What is required — Take each line of the entries below that contains "football" and copy it.

── Supplied data

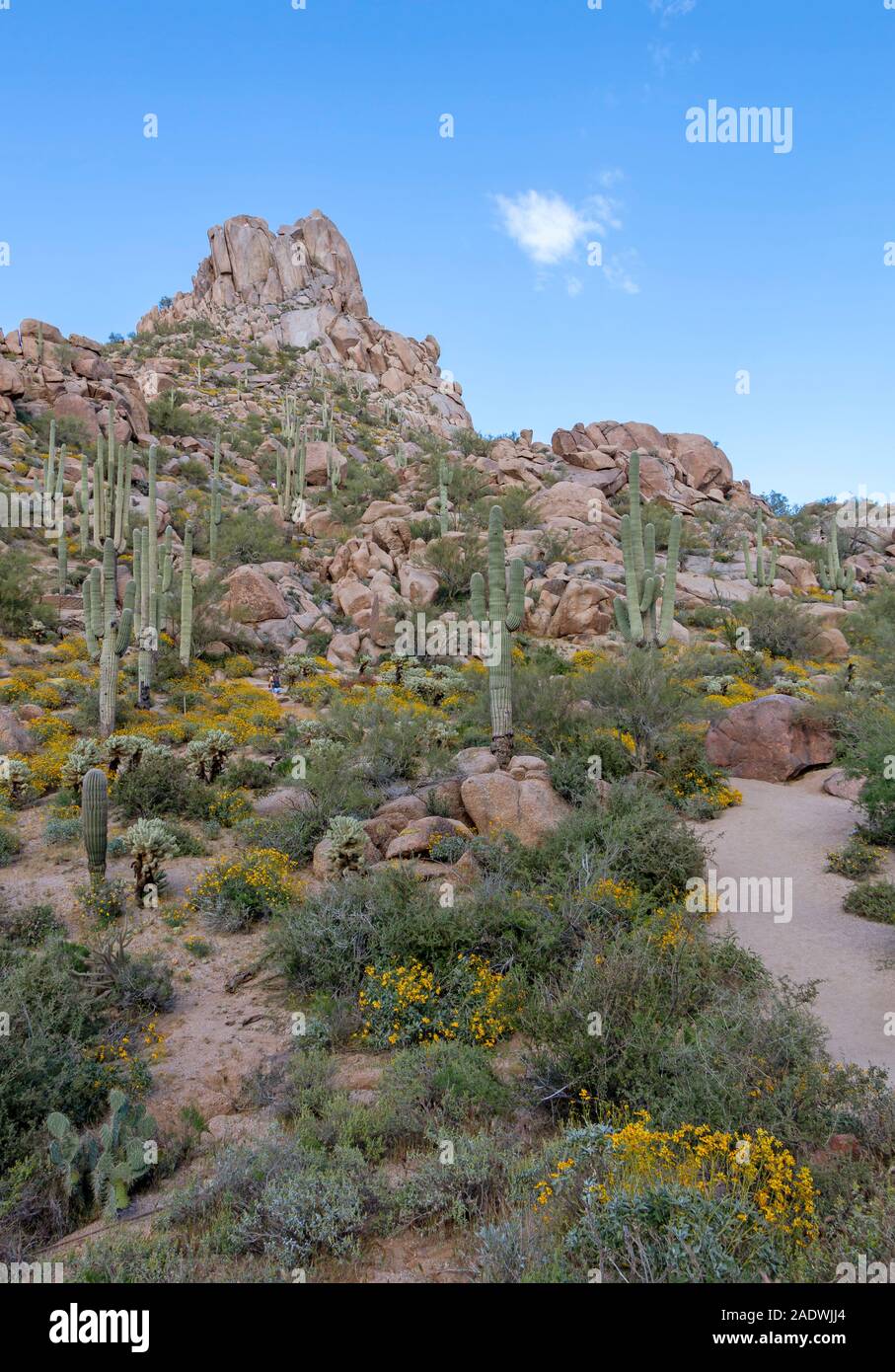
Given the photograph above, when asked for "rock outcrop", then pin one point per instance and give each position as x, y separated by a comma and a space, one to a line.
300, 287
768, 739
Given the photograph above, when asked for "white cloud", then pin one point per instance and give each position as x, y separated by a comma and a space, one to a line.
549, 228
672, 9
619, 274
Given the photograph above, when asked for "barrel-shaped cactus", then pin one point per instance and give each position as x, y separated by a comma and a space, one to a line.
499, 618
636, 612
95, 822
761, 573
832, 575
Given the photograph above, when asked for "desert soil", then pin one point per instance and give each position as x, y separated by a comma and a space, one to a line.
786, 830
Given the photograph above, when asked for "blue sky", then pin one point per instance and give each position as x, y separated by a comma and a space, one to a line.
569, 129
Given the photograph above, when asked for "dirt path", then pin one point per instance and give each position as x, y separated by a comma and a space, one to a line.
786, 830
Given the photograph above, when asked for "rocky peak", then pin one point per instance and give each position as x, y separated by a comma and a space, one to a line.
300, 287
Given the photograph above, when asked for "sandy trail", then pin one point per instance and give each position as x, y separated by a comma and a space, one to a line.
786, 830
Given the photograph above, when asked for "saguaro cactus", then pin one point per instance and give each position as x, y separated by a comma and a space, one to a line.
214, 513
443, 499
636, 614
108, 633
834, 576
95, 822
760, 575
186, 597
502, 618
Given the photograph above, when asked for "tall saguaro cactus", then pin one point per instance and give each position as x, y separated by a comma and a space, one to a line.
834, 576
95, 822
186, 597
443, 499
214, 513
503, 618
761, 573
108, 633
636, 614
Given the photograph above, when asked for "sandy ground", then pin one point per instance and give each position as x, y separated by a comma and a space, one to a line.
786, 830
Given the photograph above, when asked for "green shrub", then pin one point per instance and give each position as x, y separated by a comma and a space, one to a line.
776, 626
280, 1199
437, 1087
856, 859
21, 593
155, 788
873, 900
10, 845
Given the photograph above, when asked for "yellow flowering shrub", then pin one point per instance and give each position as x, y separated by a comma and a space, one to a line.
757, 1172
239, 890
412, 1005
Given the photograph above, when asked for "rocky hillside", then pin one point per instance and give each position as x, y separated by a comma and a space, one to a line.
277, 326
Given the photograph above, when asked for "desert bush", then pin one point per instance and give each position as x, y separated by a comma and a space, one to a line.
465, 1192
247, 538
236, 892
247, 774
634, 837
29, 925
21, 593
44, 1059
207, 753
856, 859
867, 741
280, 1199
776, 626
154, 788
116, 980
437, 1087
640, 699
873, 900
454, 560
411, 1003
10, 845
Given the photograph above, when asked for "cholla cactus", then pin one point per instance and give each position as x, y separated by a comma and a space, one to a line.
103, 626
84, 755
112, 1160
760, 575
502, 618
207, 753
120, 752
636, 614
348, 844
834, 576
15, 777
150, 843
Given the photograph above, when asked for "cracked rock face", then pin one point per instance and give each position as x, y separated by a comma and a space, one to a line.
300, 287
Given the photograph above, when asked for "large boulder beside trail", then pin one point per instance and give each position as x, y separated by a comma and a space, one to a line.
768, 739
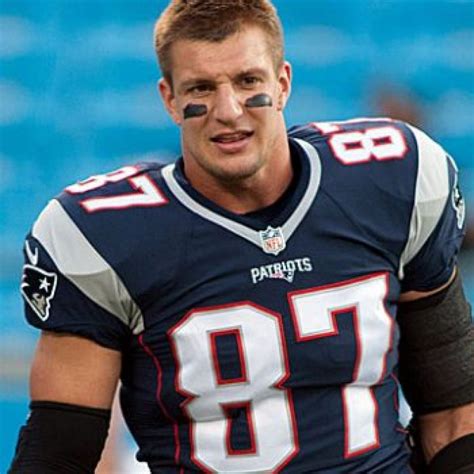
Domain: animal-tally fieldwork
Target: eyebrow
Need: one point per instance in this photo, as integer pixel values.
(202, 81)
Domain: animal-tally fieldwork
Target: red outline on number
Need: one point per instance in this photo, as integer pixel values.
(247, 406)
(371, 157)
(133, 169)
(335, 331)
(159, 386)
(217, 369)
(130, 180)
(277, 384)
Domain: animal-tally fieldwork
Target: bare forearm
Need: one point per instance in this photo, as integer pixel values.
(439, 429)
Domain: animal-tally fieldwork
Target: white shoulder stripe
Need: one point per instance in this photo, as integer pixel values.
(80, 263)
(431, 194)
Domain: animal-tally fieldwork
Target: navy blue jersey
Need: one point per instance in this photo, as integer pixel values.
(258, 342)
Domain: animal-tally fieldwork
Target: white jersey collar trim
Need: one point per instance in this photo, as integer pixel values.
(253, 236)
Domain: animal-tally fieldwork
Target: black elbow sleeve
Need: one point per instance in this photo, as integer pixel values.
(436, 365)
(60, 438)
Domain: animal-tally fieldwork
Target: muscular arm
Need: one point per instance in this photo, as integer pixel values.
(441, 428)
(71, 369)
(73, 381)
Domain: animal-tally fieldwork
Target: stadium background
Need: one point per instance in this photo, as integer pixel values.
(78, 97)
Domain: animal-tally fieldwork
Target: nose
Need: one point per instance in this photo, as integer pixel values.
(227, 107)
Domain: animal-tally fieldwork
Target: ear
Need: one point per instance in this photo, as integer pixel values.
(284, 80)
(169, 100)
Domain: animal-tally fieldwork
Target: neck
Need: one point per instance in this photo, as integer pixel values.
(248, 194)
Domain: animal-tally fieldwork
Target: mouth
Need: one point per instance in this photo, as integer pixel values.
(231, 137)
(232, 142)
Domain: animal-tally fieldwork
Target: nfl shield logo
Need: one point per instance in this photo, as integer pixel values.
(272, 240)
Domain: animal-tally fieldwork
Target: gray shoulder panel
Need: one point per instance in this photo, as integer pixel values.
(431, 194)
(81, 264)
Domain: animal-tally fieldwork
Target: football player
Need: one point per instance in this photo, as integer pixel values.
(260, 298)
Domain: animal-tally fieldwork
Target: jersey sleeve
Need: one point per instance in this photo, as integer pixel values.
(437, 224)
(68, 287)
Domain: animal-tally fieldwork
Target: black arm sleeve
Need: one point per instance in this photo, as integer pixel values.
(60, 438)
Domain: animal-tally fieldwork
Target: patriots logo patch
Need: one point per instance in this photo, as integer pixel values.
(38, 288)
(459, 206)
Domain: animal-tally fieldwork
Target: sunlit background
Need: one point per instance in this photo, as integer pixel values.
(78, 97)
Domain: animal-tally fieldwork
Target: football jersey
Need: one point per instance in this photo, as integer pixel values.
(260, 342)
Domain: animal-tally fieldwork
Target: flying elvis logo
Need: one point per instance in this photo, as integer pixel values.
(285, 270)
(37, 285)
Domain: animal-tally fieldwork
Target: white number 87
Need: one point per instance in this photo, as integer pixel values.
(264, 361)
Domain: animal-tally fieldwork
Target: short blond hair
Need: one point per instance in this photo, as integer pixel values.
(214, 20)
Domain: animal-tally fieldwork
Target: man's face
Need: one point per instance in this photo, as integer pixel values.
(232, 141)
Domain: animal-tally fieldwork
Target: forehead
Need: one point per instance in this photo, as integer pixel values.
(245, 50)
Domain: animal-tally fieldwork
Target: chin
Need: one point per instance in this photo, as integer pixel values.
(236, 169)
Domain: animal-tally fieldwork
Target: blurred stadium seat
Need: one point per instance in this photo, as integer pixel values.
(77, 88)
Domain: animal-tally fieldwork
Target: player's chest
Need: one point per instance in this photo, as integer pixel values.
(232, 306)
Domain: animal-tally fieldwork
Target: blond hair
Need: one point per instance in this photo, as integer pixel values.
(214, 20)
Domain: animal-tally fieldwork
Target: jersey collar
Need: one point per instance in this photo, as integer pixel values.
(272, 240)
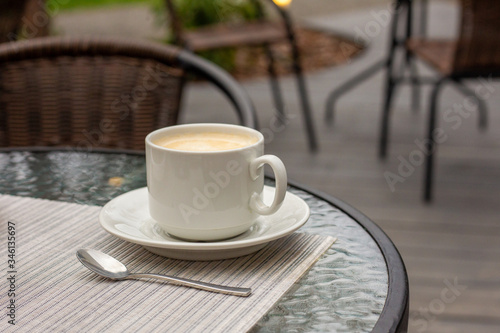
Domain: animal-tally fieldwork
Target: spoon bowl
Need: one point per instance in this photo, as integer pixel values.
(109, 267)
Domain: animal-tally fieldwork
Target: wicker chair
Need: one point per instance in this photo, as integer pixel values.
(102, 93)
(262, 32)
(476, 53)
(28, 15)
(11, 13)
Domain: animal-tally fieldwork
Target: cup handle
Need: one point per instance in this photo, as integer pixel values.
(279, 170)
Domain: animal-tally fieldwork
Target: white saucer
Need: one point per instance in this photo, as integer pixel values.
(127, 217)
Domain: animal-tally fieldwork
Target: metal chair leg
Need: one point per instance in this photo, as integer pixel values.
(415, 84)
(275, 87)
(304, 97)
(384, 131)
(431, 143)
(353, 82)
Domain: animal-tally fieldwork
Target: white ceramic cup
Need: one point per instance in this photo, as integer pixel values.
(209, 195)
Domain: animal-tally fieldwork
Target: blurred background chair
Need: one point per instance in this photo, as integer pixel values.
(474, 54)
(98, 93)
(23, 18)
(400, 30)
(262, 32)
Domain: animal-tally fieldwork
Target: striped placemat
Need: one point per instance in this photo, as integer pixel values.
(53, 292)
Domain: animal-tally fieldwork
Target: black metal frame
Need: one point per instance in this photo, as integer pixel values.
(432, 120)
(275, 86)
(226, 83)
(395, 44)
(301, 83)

────

Expected answer —
Target: football player
Target: football jersey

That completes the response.